From the data below, please reproduce exactly everything from the line that contains "Query: white goggle strap" down to the line that contains "Query: swimming goggles", with both ends included.

BEGIN Data for this task

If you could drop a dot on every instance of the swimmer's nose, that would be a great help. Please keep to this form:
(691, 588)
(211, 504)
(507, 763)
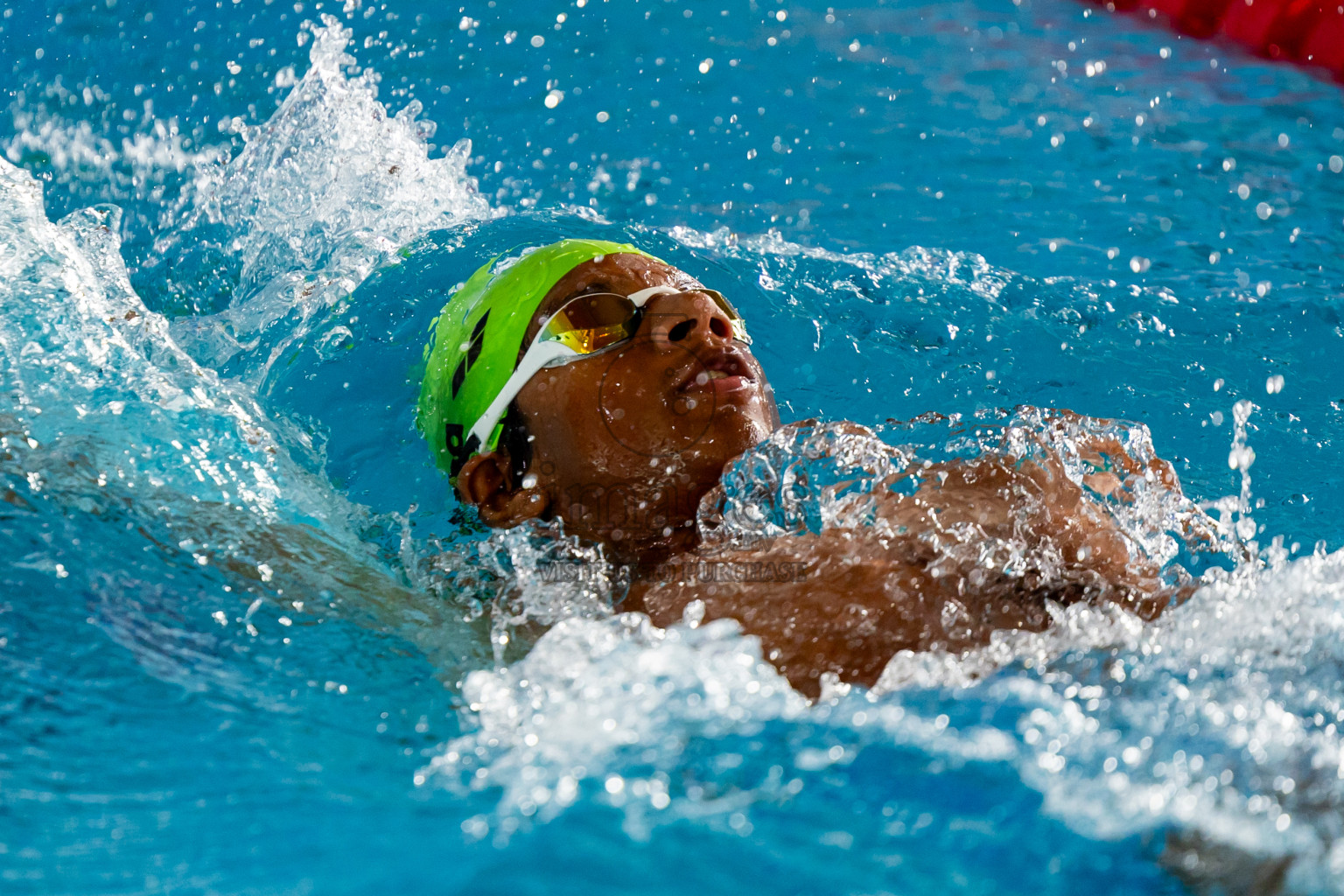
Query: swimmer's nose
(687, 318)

END Data for this task
BEGIN Data for this task

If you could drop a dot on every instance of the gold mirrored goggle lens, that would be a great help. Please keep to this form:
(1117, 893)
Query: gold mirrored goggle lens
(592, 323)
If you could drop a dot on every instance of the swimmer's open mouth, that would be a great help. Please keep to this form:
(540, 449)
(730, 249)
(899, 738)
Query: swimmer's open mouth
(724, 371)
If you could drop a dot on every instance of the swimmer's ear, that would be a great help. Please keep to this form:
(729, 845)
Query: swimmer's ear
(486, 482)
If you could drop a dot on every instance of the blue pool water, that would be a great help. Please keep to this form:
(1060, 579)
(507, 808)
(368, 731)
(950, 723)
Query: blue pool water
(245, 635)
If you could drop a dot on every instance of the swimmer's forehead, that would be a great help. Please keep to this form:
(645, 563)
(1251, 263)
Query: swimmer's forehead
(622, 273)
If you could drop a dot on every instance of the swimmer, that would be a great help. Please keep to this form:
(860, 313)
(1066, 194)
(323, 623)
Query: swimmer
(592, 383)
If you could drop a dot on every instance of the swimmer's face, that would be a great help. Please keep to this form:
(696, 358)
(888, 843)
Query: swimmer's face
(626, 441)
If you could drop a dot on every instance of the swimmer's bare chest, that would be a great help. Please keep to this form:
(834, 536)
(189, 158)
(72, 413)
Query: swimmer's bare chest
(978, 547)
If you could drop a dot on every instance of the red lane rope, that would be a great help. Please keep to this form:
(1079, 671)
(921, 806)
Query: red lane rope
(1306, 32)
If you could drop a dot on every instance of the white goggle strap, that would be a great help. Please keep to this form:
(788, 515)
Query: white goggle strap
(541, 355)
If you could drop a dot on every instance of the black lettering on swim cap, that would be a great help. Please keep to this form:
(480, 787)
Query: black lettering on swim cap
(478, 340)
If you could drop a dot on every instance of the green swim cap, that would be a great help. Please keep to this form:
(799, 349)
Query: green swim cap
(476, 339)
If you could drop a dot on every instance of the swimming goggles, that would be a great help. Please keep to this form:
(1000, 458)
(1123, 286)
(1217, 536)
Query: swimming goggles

END Data for this task

*Task response:*
Query: white goggle strap
(541, 355)
If you could drop a dot on every instance of the black lettering on swim cap, that would be a great help. Please keep to this form:
(480, 787)
Query: black lettering on swim cap
(478, 340)
If you could drop a dot on every instance of the green swim cap, that would be a great help. Please keep to this form:
(799, 349)
Query: green swim cap
(476, 339)
If you could drop a dot on every instance of the swimming goggles, that would be a great help. Please keep to this form:
(1000, 458)
(1123, 286)
(1217, 536)
Query: swimming goggles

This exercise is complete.